# [PARTS OF THE EXERCISE]
a) In the passage on kinetic energy penetrators, what negative acceleration can a penetrator undergo on impact with a hardened target?
b) Which means of delivering large, high velocity penetrators does the passage on kinetic energy penetrators name?
c) Carry on the passage on kinetic energy penetrators, picking up after its final sentence.

During World War II, the Germans developed and tested a penetrator called the Roeschling Round, and the Allied Forces developed and tested several versions of a very large Semi-Armor Piercing (SAP) weapon. However, the technology of penetration mechanics was in its infancy.
Large, high velocity kinetic energy penetrators are used as munitions, weapons, and vehicles to carry instrumentation or other apparatus. As such, they are typically delivered by aircraft, missiles, or cannon into the ground, a body of water, or a man-made structure, hereafter referred to as the target. These types of penetrators usually carry a payload of instrumentation or high explosive and must survive the violent actions that accompany impact and sudden deceleration, all the while protecting and preserving the payload. Examples are penetrators built to attack buried military targets surrounded by thick concrete ceilings and walls, or penetrators built to carry instrumentation to measure the geologic character of the earth or properties of arctic ice as they pass through it.
A penetrator can be subjected to both high positive and negative longitudinal acceleration forces, as well as rotational acceleration forces, during its brief flight. The device may be subjected to a positive acceleration on the order of 5000 g during launch by a missile or gun, and it may be subjected to a negative acceleration on the order of 20,000 g upon impact with a hardened target. Because of these loads, it is preferable that the case be a monolithic construction, i.e., formed from a single piece of hard material such as a high-strength steel alloy. The use of monolithic construction eliminates failures of joints and fasteners that are possible in multi-part cases. An example of a monolithic penetrator currently in use as an anti-tank weapon is the class of sub-caliber solid tungsten "spears" or "darts" that are conveyed by a sabot during gun launching.

# [RECORD EXCERPTS]

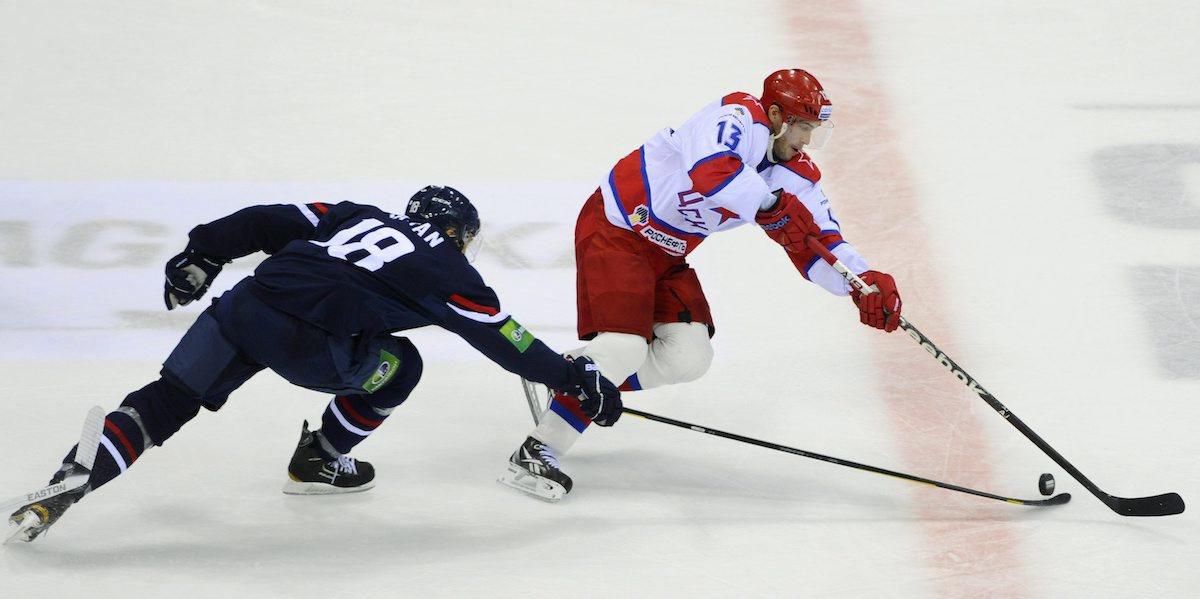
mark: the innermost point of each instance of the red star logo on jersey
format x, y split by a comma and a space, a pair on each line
726, 214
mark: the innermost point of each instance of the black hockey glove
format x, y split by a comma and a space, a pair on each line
189, 275
598, 396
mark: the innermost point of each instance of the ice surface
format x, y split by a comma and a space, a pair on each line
1029, 171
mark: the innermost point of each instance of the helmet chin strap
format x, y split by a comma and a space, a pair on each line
783, 131
771, 151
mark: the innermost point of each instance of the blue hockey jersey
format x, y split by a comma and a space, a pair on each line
354, 269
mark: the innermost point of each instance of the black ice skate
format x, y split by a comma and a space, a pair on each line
34, 519
311, 473
533, 468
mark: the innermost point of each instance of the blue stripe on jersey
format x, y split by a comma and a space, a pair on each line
719, 187
646, 180
616, 195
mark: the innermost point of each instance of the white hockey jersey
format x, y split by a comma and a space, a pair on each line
685, 184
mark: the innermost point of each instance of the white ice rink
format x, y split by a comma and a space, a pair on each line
1030, 172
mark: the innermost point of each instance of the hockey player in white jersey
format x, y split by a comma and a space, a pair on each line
739, 160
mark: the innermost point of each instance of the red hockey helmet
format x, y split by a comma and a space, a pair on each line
798, 94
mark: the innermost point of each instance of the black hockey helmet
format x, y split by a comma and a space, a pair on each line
447, 209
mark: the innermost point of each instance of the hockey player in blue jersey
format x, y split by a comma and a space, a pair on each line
321, 312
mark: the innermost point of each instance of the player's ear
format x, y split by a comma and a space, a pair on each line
775, 115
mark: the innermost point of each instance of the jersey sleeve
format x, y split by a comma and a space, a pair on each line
801, 178
265, 228
474, 313
721, 151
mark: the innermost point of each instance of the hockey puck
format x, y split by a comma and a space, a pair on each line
1045, 484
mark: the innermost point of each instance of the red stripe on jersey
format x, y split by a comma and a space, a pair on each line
349, 411
751, 103
628, 181
120, 436
802, 165
713, 173
474, 307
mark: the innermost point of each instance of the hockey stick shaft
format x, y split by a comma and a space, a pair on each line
1158, 505
1054, 501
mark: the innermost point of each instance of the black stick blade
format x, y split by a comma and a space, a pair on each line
1165, 504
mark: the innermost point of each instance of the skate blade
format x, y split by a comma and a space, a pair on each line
25, 527
531, 484
298, 487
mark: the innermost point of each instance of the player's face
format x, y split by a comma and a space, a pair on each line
798, 135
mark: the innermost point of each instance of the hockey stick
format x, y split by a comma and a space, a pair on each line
1157, 505
1059, 499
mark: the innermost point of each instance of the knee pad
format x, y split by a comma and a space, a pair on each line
617, 354
160, 408
681, 352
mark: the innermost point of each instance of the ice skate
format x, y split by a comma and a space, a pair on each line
533, 469
34, 519
312, 473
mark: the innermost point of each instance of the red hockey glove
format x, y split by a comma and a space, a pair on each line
789, 222
881, 309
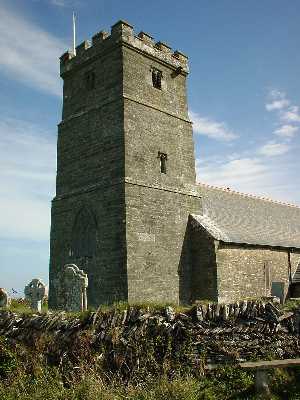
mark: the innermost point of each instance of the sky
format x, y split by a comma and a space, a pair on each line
243, 94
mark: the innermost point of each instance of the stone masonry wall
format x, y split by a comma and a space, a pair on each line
106, 270
241, 271
204, 267
158, 256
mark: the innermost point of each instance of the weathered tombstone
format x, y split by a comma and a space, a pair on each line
74, 283
35, 292
4, 298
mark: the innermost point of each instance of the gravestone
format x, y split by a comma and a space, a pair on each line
35, 292
4, 298
75, 283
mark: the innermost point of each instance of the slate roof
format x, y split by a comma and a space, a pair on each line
234, 217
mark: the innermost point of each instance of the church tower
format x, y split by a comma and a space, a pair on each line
125, 171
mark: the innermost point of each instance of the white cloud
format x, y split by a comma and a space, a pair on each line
278, 101
29, 54
59, 3
277, 105
27, 180
253, 175
212, 129
291, 115
271, 149
287, 131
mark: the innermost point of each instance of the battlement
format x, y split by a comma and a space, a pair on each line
122, 33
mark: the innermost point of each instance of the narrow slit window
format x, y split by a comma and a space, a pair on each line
268, 278
163, 162
90, 80
156, 78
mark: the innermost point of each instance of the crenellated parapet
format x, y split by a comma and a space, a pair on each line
122, 33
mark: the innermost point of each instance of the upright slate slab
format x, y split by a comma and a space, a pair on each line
75, 283
35, 292
4, 298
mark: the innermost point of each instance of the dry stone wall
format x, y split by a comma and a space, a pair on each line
204, 334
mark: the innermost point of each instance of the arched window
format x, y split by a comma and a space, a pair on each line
84, 235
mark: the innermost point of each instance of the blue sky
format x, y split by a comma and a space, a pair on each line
243, 90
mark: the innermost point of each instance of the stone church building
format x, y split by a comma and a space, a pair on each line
128, 210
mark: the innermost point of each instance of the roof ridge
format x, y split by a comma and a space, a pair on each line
248, 195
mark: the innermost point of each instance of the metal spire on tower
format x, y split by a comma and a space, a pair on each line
74, 34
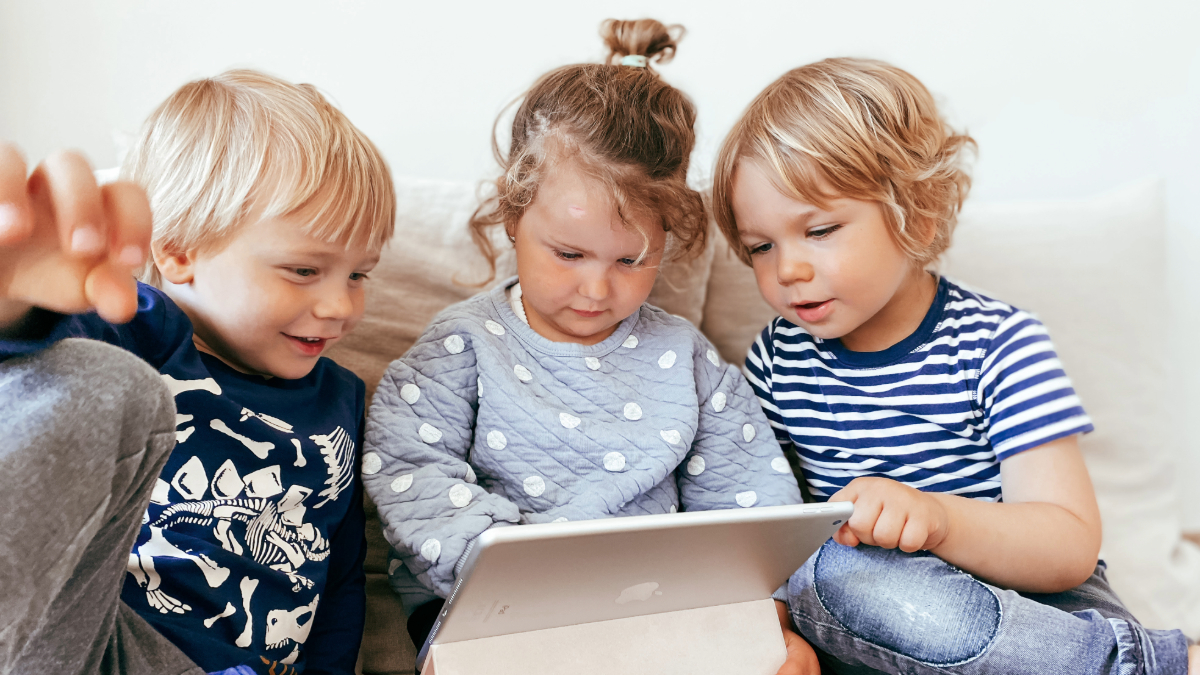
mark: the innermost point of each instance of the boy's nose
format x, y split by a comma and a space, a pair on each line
335, 304
792, 269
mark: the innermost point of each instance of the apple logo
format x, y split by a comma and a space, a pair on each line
640, 592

# [OUTPUTS IN ORDER]
a) On the order of 20,000 g.

b) Aircraft, missiles, and cannon.

c)
Penetrators have been used successfully at low velocities against hard targets such as competent rock and concrete, or at high velocities against soft targets such as soil. Designing penetrators that can penetrate deeply and survive the impact with hard targets at velocities in excess of 2000 feet per second (ft/s) has been found to be particularly difficult, especially for sizes larger than the small prototypes used in indoor laboratory testing. Penetrators can impact the ground and survive at velocities up to and exceeding 4000 ft/s. High velocity impacts with hard targets can cause severe nose abrasion, bending, and frequent breakage. Penetration depth is reduced in hard targets. Also, the high deceleration forces that accompany impact can damage the payload.
Penetration of hard targets is achieved by concentrating a high amount of kinetic energy (KE) on a small area to create a very high stress. Use of heavy metal penetrators, such as tungsten (which has a density about twice that of steel) allows the KE to be doubled while keeping the outer dimensions of the penetrator constant, thereby penetrating the target to a much greater depth. These penetrators are typically pointed bodies fabricated in the shape of a "spear" or a "dart", often with guiding fins, from sintered tungsten or liquid-phase sintered W--Ni--Fe alloys. These "dart" type penetrators are typically sub-caliber and require the use of a sabot holder during gun launch.
Sandia first began its earth penetration program (which was later named "terradynamics") in 1960, with the objective of developing the technology to permit the design of a nuclear earth penetrating weapon (EPW). The combination of greatly enhanced groundshock due to coupling, and reduced radioactive fallout made a nuclear EPW very attractive. By the mid 1960's the feasibility of such a weapon had been demonstrated, and a significant experimental data base had been developed.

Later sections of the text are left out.